Speaker pro tempore of the Kentucky House of Representatives
- In office January 6, 1993 – January 6, 2015
- Preceded by: Pete Worthington
- Succeeded by: Jody Richards

Member of the Kentucky House of Representatives from the 46th district
- In office January 26, 1984 – January 1, 2017
- Preceded by: Harold Haering
- Succeeded by: Al Gentry

Personal details
- Born: July 24, 1945 (age 80) Louisville, Kentucky
- Party: Democratic
- Spouse: Violet
- Occupation: Electrician

= Larry Clark (Kentucky politician) =

American politician

Lawrence D. Clark (born July 24, 1945) is an American politician who was a Democratic member of the Kentucky House of Representatives, representing the 46th District from 1984 to 2017. He is a former Speaker Pro Tempore of the House. Clark was first elected to the house in a January 1984 special election following the resignation of incumbent representative Harold Haering. He did not seek reelection in 2016.

■ Listing
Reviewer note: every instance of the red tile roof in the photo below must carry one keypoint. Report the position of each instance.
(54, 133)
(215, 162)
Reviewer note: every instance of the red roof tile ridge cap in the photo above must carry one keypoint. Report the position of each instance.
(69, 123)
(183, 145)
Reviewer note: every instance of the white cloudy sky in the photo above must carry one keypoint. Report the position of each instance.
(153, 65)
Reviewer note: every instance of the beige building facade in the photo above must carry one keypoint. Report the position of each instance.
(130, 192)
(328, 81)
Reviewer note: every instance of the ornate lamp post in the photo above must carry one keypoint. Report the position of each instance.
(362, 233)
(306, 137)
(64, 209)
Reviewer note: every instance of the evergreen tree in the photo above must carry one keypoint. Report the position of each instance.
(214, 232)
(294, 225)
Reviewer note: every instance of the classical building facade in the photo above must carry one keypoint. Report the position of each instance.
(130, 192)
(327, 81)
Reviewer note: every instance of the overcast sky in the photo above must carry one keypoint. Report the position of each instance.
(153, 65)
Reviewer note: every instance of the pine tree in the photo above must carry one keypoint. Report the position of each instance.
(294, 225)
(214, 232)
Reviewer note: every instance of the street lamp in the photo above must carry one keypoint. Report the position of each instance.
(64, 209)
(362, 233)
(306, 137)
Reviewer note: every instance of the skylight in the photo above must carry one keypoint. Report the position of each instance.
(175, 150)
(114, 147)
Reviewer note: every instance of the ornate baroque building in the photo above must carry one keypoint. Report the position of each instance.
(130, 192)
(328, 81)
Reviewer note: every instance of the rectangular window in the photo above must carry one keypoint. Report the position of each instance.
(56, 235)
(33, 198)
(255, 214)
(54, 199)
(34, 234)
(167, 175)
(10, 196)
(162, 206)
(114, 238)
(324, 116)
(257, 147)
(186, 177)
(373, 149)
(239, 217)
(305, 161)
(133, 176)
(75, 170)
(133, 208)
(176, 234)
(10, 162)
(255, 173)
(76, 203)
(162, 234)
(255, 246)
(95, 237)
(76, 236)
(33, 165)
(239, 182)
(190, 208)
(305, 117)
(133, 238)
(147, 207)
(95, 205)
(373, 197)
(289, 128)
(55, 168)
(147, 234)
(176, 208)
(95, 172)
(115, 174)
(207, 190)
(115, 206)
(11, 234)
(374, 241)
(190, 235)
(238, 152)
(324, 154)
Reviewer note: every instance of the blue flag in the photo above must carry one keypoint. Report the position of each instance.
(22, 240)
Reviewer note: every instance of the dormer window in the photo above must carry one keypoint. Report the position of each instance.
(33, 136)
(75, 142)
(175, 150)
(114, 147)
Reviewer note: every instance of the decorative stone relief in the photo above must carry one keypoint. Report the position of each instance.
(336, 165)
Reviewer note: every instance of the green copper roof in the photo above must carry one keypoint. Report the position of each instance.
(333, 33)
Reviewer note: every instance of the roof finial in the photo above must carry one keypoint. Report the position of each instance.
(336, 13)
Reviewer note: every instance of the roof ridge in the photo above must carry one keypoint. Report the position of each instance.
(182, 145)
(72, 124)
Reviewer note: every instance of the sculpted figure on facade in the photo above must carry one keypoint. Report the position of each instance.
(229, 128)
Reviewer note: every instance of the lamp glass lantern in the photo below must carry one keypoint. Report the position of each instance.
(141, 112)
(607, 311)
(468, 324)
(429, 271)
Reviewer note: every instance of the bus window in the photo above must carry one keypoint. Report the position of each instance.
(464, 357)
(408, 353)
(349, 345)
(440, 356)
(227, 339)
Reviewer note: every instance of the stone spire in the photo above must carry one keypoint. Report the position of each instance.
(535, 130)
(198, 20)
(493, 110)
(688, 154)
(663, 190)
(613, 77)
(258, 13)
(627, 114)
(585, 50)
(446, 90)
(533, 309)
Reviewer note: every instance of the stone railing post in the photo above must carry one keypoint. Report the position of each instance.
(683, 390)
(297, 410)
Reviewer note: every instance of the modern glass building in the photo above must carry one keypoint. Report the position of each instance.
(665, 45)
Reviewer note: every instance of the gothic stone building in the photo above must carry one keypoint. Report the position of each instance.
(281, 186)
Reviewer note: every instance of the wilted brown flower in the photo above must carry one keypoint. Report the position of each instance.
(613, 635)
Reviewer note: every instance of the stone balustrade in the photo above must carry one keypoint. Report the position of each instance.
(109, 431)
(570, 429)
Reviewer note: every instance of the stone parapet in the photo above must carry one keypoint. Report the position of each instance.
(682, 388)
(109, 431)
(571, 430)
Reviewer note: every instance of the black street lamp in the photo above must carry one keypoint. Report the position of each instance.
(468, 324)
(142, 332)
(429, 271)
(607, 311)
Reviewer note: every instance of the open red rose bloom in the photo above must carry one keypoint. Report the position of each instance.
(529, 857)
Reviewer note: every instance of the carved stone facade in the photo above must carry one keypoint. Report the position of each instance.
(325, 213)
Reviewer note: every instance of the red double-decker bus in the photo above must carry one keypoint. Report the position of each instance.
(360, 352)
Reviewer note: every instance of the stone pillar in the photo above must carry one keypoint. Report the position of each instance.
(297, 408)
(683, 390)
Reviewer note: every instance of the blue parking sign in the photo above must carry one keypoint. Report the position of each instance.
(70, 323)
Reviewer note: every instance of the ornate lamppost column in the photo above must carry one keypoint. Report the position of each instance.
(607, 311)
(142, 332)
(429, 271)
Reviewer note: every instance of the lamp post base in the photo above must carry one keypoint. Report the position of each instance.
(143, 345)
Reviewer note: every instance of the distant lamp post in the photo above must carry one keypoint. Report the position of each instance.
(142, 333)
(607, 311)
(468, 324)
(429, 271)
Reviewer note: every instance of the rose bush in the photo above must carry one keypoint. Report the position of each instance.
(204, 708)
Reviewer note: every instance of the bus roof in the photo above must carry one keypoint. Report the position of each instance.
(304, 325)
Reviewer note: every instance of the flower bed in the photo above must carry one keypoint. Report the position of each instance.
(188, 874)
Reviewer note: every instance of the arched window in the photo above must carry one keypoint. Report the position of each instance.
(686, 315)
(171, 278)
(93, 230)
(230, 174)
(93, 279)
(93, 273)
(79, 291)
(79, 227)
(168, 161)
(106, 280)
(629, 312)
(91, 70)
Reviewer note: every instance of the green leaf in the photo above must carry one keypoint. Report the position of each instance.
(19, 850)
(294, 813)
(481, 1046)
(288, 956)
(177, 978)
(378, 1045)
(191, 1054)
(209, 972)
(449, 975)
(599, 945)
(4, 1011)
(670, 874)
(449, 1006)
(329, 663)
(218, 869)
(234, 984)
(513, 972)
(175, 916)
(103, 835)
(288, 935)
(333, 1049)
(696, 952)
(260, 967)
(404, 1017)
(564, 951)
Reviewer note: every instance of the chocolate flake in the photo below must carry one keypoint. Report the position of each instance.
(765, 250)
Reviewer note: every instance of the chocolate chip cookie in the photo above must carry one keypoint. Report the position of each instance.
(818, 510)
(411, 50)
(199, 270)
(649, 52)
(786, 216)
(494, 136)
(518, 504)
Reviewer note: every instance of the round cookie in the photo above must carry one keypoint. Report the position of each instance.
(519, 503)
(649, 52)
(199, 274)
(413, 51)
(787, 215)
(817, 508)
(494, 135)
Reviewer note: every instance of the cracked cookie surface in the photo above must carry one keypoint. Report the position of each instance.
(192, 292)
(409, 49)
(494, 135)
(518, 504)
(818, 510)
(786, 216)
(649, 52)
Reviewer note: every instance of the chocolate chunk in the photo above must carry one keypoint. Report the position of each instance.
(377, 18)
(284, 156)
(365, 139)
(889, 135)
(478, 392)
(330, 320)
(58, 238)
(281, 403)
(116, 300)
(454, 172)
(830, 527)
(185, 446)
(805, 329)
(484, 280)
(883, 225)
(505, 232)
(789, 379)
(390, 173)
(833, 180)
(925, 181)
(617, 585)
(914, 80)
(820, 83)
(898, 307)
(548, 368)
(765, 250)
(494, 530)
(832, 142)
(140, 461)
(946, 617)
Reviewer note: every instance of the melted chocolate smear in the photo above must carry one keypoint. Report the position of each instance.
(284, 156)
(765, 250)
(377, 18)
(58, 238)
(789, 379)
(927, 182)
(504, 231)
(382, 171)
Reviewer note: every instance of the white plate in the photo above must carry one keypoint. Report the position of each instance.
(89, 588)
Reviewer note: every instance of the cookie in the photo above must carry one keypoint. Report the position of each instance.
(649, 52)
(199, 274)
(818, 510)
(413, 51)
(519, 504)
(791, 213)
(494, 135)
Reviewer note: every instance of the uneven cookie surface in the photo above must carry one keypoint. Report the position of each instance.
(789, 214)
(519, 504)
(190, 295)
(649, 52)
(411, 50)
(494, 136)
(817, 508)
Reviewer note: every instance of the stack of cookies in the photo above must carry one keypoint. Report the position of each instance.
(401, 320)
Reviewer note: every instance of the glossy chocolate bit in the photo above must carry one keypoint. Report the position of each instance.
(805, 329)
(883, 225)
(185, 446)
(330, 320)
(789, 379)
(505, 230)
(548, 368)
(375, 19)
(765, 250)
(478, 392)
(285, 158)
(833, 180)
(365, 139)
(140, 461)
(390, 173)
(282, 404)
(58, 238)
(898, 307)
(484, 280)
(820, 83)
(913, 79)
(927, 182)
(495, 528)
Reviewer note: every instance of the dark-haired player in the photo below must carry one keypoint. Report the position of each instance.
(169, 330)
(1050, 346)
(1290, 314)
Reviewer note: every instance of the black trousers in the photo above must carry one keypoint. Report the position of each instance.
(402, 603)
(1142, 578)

■ What is expected
Repeat everything in the Larry Clark passage from "Personal details" down to "reelection in 2016.".

■ Final result
Personal details
- Born: July 24, 1945 (age 80) Louisville, Kentucky
- Party: Democratic
- Spouse: Violet
- Occupation: Electrician

= Larry Clark (Kentucky politician) =

American politician

Lawrence D. Clark (born July 24, 1945) is an American politician who was a Democratic member of the Kentucky House of Representatives, representing the 46th District from 1984 to 2017. He is a former Speaker Pro Tempore of the House. Clark was first elected to the house in a January 1984 special election following the resignation of incumbent representative Harold Haering. He did not seek reelection in 2016.